=== Section Start ===

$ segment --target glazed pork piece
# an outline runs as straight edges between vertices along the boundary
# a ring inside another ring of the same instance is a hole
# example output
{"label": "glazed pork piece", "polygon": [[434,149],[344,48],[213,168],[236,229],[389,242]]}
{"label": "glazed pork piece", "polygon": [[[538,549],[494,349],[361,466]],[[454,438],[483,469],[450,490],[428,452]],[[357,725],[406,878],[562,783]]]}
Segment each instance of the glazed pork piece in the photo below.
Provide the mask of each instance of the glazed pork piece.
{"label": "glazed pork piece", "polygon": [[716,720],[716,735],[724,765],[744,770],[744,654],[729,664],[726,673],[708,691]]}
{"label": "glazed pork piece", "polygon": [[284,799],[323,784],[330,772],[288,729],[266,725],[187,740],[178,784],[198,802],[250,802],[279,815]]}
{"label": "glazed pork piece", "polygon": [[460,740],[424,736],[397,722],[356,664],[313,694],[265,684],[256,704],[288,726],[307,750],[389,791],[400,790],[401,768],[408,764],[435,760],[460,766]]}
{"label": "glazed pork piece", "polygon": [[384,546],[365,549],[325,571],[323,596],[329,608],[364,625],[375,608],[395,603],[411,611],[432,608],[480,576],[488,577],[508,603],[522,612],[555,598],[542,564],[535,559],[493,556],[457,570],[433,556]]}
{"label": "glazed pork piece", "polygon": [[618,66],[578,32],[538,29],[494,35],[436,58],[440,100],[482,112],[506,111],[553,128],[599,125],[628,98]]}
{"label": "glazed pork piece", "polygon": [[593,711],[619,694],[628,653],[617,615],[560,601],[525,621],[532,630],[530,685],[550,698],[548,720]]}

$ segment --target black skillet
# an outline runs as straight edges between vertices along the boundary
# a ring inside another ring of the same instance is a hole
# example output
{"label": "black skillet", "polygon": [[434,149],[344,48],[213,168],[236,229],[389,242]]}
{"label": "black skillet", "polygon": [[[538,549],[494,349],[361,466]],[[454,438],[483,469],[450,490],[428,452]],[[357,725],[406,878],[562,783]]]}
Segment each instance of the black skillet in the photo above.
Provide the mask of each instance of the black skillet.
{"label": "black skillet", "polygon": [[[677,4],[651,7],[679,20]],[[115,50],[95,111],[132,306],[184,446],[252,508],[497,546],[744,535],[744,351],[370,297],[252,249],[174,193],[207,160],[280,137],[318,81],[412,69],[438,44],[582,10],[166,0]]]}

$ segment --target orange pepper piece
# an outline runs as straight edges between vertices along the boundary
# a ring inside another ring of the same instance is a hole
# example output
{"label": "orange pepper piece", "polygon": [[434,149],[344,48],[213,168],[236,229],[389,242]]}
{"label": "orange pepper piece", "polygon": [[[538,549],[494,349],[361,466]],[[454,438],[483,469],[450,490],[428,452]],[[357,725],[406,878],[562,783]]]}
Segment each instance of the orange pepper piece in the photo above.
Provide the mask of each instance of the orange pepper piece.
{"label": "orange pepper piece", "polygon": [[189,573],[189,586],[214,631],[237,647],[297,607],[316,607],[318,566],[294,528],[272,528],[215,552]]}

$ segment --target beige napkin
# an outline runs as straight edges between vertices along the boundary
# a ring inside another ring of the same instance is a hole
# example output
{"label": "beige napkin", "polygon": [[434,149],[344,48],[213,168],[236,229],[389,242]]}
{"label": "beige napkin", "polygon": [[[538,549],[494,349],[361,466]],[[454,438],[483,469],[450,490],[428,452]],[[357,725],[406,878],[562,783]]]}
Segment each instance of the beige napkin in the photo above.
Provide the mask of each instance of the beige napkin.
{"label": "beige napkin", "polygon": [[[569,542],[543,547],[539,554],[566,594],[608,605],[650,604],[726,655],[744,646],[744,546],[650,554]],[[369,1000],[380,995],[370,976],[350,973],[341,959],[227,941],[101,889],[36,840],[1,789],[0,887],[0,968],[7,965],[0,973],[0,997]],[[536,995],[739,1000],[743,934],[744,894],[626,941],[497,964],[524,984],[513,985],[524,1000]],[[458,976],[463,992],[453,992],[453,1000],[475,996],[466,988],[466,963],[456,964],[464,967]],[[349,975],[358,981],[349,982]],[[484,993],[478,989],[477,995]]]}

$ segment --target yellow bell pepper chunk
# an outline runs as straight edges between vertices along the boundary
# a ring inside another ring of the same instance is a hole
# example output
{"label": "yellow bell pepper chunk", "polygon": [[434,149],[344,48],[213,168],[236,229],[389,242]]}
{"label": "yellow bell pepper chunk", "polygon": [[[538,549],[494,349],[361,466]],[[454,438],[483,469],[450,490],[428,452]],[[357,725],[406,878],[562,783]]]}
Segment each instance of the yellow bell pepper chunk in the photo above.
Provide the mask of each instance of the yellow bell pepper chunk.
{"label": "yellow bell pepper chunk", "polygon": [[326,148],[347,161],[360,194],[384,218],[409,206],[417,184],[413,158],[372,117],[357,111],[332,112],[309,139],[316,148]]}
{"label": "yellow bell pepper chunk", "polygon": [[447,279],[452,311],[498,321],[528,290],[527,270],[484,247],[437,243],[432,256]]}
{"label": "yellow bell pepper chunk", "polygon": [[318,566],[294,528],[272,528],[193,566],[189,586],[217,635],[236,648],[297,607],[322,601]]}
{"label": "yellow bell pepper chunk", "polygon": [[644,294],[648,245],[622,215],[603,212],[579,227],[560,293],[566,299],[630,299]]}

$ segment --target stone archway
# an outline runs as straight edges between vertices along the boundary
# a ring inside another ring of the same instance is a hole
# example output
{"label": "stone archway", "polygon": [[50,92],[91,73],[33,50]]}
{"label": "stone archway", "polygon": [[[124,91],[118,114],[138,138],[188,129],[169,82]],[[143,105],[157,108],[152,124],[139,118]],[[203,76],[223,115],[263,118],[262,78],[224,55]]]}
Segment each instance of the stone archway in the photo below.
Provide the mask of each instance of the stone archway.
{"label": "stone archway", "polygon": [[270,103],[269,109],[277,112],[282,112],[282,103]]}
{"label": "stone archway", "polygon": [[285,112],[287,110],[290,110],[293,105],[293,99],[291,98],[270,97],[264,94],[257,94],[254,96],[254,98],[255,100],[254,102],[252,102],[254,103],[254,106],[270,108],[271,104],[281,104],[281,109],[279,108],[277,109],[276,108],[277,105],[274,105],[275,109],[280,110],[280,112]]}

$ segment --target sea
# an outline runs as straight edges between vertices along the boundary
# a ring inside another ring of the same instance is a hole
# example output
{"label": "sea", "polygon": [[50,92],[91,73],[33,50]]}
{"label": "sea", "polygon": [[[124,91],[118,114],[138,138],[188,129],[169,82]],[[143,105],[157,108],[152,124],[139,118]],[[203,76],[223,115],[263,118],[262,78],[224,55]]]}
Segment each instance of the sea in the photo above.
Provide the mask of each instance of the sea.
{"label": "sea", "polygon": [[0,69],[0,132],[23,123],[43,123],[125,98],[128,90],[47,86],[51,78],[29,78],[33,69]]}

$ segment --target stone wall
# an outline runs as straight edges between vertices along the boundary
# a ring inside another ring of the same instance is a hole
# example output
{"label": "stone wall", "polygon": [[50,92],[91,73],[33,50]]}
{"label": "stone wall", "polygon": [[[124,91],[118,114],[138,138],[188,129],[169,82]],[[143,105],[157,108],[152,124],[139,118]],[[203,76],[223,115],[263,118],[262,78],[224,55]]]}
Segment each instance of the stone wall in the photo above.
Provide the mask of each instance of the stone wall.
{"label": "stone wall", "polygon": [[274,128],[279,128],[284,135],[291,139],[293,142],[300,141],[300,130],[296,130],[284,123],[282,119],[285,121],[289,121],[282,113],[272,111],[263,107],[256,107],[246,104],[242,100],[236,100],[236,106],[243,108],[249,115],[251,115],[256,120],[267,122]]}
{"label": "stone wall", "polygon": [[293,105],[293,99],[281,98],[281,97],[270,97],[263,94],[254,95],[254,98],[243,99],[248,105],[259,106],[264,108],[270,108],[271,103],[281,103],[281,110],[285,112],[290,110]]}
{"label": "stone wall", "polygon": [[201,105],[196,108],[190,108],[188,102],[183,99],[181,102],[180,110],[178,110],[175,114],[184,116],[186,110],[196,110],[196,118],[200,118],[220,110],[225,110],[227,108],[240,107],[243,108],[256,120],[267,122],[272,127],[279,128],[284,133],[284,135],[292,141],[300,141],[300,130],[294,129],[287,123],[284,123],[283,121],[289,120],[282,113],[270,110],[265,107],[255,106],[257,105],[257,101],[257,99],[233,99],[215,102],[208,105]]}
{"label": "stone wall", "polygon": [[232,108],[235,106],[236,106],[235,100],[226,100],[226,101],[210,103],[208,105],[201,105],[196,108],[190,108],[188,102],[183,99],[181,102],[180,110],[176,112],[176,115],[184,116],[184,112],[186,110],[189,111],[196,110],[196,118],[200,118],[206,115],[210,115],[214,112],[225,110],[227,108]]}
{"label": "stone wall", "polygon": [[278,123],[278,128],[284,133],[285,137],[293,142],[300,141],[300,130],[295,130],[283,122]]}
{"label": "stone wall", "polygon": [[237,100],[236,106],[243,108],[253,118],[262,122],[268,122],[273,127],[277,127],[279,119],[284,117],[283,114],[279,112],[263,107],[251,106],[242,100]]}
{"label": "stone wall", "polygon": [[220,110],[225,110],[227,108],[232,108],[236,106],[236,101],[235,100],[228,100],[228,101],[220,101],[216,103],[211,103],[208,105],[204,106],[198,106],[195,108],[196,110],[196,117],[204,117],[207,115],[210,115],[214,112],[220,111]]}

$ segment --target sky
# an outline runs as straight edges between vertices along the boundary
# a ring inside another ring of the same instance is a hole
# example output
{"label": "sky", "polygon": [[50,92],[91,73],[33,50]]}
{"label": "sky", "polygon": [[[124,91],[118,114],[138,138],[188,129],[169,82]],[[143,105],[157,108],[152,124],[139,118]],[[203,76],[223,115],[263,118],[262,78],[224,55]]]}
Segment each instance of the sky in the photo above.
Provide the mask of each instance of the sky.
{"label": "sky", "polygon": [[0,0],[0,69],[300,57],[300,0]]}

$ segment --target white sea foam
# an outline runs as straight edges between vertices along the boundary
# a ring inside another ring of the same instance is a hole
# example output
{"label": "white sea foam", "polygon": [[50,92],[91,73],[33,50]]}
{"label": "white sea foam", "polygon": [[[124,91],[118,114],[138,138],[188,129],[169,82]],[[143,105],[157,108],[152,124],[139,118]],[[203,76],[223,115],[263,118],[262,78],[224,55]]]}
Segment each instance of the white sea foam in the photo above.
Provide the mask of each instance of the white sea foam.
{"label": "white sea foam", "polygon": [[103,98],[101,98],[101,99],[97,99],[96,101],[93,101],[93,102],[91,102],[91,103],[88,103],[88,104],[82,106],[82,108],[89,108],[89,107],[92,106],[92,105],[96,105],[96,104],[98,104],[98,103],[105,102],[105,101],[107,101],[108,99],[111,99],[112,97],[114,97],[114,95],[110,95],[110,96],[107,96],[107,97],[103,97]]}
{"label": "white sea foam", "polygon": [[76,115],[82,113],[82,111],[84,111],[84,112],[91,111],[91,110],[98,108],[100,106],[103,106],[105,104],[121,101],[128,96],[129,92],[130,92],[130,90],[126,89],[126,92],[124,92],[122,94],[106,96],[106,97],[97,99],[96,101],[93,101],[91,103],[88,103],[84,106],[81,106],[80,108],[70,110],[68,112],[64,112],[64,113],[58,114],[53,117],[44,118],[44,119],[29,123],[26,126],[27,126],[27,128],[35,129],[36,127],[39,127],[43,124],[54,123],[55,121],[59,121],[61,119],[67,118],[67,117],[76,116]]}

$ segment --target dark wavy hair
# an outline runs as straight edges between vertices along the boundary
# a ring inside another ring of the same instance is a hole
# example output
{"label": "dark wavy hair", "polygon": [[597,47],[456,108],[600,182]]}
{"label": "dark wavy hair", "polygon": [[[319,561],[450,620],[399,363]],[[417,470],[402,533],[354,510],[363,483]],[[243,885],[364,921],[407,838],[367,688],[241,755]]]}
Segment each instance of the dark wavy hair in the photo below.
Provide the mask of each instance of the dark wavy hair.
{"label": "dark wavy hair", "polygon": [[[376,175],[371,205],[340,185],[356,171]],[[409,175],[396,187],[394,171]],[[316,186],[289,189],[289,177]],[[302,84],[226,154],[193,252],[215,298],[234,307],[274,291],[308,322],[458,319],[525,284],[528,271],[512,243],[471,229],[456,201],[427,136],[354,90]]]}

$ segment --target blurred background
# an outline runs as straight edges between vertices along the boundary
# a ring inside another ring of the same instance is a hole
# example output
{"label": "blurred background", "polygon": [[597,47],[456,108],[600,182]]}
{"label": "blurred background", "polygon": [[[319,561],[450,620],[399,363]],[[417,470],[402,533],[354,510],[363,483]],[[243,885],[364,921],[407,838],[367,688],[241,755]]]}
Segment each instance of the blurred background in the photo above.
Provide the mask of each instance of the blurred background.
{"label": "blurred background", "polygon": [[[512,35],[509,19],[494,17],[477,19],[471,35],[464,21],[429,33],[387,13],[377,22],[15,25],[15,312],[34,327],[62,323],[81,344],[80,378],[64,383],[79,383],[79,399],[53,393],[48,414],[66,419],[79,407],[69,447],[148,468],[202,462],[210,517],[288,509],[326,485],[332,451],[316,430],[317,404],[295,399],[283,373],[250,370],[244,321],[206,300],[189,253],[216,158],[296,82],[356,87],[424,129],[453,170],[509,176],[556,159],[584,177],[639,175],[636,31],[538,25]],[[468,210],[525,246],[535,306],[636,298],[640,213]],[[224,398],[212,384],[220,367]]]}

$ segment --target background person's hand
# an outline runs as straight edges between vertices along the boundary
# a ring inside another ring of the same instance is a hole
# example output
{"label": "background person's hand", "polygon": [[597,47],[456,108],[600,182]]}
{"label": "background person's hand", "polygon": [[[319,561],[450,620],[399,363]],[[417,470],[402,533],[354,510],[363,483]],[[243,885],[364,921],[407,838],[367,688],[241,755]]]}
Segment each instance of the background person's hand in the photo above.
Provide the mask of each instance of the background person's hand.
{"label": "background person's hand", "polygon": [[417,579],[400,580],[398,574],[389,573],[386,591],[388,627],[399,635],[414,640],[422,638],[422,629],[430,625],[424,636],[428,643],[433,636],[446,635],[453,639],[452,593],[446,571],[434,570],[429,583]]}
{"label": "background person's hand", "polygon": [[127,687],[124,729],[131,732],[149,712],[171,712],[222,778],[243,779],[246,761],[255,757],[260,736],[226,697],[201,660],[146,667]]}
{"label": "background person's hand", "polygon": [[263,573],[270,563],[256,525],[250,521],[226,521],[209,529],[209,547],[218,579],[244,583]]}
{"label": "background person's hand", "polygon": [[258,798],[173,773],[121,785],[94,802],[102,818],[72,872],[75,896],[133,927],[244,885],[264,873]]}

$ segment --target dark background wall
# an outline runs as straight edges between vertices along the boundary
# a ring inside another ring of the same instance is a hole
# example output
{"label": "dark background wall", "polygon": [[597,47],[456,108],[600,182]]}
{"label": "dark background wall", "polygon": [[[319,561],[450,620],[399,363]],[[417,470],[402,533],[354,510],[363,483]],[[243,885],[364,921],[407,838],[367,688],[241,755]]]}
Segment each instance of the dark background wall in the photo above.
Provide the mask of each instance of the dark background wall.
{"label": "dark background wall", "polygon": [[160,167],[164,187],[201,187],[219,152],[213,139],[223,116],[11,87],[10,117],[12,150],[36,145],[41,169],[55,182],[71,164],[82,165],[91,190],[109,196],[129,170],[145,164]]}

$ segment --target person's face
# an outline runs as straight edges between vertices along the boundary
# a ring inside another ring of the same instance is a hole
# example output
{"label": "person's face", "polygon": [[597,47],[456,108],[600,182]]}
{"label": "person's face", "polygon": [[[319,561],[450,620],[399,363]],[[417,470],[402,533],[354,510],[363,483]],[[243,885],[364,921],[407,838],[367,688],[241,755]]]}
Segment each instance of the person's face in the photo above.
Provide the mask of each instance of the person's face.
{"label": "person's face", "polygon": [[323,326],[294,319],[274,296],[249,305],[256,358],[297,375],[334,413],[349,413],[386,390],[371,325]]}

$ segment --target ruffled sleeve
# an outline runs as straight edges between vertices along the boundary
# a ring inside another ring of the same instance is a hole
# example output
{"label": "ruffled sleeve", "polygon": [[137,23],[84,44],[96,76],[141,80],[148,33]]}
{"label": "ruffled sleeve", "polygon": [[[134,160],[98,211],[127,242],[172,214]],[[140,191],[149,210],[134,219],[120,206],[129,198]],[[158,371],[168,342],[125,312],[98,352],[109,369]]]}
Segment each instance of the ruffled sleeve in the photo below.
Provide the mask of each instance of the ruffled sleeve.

=== Section End ===

### WHAT IS EXPECTED
Could you reproduce, exactly, every line above from the line with "Provide the mask of each instance of the white" to the line with "Segment each instance of the dark wavy", and no other line? Both ends count.

### ANSWER FOR THE TASK
Provide the mask of each instance of the white sea foam.
{"label": "white sea foam", "polygon": [[103,98],[101,98],[101,99],[97,99],[96,101],[93,101],[93,102],[91,102],[91,103],[88,103],[88,104],[82,106],[82,108],[89,108],[89,107],[92,106],[92,105],[96,105],[96,104],[98,104],[98,103],[105,102],[105,101],[107,101],[108,99],[111,99],[112,97],[114,97],[114,95],[110,95],[110,96],[107,96],[107,97],[103,97]]}
{"label": "white sea foam", "polygon": [[76,115],[82,113],[82,111],[84,111],[84,112],[91,111],[91,110],[98,108],[100,106],[103,106],[105,104],[121,101],[128,96],[129,92],[130,92],[130,90],[126,89],[126,92],[124,92],[122,94],[106,96],[106,97],[97,99],[96,101],[93,101],[91,103],[88,103],[84,106],[81,106],[80,108],[70,110],[68,112],[64,112],[64,113],[58,114],[53,117],[44,118],[44,119],[29,123],[26,126],[27,126],[27,128],[35,129],[36,127],[39,127],[43,124],[54,123],[55,121],[59,121],[61,119],[67,118],[67,117],[76,116]]}

$ segment --target dark wavy hair
# an outline runs as straight edges between vertices along the boundary
# a ring inside another ring of the same instance is a hole
# example output
{"label": "dark wavy hair", "polygon": [[597,47],[456,108],[600,182]]}
{"label": "dark wavy hair", "polygon": [[[319,561],[450,620],[399,363]],[[417,470],[402,533],[354,510],[363,483]],[[243,885],[364,921],[407,838],[367,688],[241,755]]]}
Segment each instance of the dark wavy hair in the photo below.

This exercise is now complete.